> Text excerpt
Segment Open

Jun 8, 2014

QK Agent Round: (YA SciFi) SunnysideUp

Entry Nickname: SunnysideUp
Title: If I Promise You the Sun
Word count: 89,000
Genre: YA SciFi


Sixteen-year-old Eve Thomas doesn’t mind that she can’t leave Nova Vita, an Amish-like religious community that rejects most technology and has perfected solar power. Except for the compulsions and tics linked to her photographic memory, life in Virginia’s Blue Ridge Mountains is nothing short of paradise.

But when her little brother shows signs of a genetic disorder the cult won’t treat, Eve questions her religion’s reliance on God and its refusal of the modern world. As she searches frantically for a cure, Eve has no idea that someone is watching her, an eighteen-year-old boy named Mana Aquino. A migrant worker from the garbage slums of Manila, Mana is determined to kill the cult’s leader—the bishop who used his sister as a human sacrifice and treats all laborers like slaves. He just can’t seem to get anywhere near his prey.

After Mana learns about Eve’s unusual memory, he offers to sneak medicine to her brother, if she’ll serve as his human camera, gathering information that could ruin the bishop. If Eve can bring herself to trust Mana and accept his offer, she’ll commit a crime that will destroy the only home she’s ever known. If she says no, her beloved brother’s as good as dead.

Segment Closed

> Problem set
[a] Decide whether each statement agrees with the pitch, answering yes or no and quoting the deciding words. (i) Eve Thomas is sixteen years old. (ii) Mana Aquino comes from Manila. (iii) The community of Nova Vita rejects solar power.
[b] Using the pitch, answer these questions.
(i) What word count does the pitch give?
(ii) How old is Mana Aquino?
(iii) Whom is Mana determined to kill?
[c] Reproduce the part of the pitch that begins at the words "Jun 8, 2014" and stops after "short of paradise.".

> Extracted data

Segment Open

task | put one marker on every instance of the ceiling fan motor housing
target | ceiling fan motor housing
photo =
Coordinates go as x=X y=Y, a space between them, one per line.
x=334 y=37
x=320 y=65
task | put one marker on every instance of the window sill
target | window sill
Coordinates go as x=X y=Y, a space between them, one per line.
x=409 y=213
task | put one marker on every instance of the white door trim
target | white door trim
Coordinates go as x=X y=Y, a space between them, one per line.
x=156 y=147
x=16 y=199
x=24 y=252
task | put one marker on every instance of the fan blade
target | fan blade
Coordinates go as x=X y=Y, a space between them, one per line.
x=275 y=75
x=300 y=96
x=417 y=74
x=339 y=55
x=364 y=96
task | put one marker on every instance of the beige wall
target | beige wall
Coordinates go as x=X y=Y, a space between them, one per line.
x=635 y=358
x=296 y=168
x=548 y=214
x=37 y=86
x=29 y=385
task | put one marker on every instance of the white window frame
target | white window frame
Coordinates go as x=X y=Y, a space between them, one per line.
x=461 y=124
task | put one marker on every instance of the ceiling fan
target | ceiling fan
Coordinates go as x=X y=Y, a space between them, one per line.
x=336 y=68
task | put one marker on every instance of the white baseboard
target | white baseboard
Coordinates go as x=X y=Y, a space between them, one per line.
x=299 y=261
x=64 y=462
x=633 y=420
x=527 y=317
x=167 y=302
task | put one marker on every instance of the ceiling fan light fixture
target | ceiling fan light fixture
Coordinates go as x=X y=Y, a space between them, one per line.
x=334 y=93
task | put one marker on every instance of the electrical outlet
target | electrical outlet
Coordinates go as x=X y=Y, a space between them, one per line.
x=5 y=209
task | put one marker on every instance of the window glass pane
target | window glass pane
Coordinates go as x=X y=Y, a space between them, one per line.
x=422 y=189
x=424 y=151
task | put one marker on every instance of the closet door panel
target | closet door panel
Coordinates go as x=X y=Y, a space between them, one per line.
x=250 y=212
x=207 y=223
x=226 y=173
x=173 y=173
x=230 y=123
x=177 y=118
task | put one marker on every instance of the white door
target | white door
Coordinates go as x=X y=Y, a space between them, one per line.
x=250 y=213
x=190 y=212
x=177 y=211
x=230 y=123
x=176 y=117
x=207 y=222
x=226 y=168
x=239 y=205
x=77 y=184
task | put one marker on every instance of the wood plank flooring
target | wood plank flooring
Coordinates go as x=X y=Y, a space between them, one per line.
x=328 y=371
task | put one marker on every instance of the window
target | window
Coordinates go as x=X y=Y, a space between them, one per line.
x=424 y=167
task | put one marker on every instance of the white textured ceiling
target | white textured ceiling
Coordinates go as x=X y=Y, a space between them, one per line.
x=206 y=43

Segment Closed

> Task answers
[a]
(i) Yes: "Sixteen-year-old Eve Thomas"
(ii) Yes: "A migrant worker from the garbage slums of Manila"
(iii) No: "has perfected solar power"

[b]
(i) 89,000
(ii) Eighteen
(iii) The cult's leader, the bishop

[c]
Jun 8, 2014

QK Agent Round: (YA SciFi) SunnysideUp

Entry Nickname: SunnysideUp
Title: If I Promise You the Sun
Word count: 89,000
Genre: YA SciFi


Sixteen-year-old Eve Thomas doesn’t mind that she can’t leave Nova Vita, an Amish-like religious community that rejects most technology and has perfected solar power. Except for the compulsions and tics linked to her photographic memory, life in Virginia’s Blue Ridge Mountains is nothing short of paradise.